TASK TO COMPLETE:
Print the Birnbaum-Saunders text below word for word, from "Computing the Bayesian estimators of the Birnbaum-Saunders" to "scale parameters, respectively.".

EXCERPT:
┄┄┄┄┄┄

Computing the Bayesian estimators of the Birnbaum-Saunders (BS) distribution.

Description

Computing the Bayesian estimators of the BS distribution using conjugate prior, that is, conjugate and reference priors. The probability density function of generalized inverse Gaussian (GIG) distribution is given by good1953population

f_{{GIG}}(x|\lambda,\chi,\psi)=\frac{1}{2{K}_{\lambda}(\sqrt{\psi \chi})}\Bigl(\frac{\psi}{\lambda}\Bigr)^{\lambda/2}x^{\lambda-1}\exp\biggl\{-\frac{\chi}{2x}-\frac{\psi x}{2}\biggr\},

where x>0, -\infty<\lambda <+\infty, \psi>0, and \chi>0 are parameters of this family. The pdf of a inverse gamma (IG) distribution denoted as {IG}(\gamma,\theta) is given by

f_{{IG}}(x|\gamma,\theta)=\frac{\theta^{\gamma} x^{-\gamma-1}}{\Gamma(\gamma)}\exp\left\{-\frac{\theta}{x}\right\},

where x>0, \gamma>0, and \theta>0 are the shape and scale parameters, respectively.

┄┄┄┄┄┄

GIVEN ENTRIES:

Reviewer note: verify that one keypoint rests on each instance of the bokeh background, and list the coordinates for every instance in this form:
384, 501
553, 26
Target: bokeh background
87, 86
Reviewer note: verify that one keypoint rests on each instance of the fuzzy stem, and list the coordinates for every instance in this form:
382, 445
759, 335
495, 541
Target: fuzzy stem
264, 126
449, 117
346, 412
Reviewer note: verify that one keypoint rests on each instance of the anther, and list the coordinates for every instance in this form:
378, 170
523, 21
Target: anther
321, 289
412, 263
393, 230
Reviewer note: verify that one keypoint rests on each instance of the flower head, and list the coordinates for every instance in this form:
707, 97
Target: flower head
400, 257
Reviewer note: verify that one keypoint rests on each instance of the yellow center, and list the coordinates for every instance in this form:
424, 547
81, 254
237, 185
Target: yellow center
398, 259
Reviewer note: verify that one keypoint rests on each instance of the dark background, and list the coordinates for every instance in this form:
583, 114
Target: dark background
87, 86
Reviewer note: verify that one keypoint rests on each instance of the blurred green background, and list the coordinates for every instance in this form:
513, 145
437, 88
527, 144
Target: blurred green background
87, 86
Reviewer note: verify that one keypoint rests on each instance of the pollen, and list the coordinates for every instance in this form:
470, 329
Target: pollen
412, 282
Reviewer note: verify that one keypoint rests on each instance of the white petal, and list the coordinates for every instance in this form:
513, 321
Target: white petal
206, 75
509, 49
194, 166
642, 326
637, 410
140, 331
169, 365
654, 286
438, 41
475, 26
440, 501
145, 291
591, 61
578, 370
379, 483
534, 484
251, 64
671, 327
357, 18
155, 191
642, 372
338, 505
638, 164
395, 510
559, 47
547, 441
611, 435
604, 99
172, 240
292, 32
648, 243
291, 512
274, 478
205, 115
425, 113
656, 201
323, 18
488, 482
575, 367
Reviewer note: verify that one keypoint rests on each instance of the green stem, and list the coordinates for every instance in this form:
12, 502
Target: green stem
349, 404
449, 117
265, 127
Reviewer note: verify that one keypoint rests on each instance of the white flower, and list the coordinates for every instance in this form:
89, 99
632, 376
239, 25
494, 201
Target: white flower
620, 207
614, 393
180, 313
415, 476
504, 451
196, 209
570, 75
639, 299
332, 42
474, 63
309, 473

┄┄┄┄┄┄

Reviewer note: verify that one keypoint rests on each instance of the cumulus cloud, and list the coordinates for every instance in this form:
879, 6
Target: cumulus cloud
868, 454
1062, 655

┄┄┄┄┄┄

RESULT OF THE TASK:
Computing the Bayesian estimators of the Birnbaum-Saunders (BS) distribution.

Description

Computing the Bayesian estimators of the BS distribution using conjugate prior, that is, conjugate and reference priors. The probability density function of generalized inverse Gaussian (GIG) distribution is given by good1953population

f_{{GIG}}(x|\lambda,\chi,\psi)=\frac{1}{2{K}_{\lambda}(\sqrt{\psi \chi})}\Bigl(\frac{\psi}{\lambda}\Bigr)^{\lambda/2}x^{\lambda-1}\exp\biggl\{-\frac{\chi}{2x}-\frac{\psi x}{2}\biggr\},

where x>0, -\infty<\lambda <+\infty, \psi>0, and \chi>0 are parameters of this family. The pdf of a inverse gamma (IG) distribution denoted as {IG}(\gamma,\theta) is given by

f_{{IG}}(x|\gamma,\theta)=\frac{\theta^{\gamma} x^{-\gamma-1}}{\Gamma(\gamma)}\exp\left\{-\frac{\theta}{x}\right\},

where x>0, \gamma>0, and \theta>0 are the shape and scale parameters, respectively.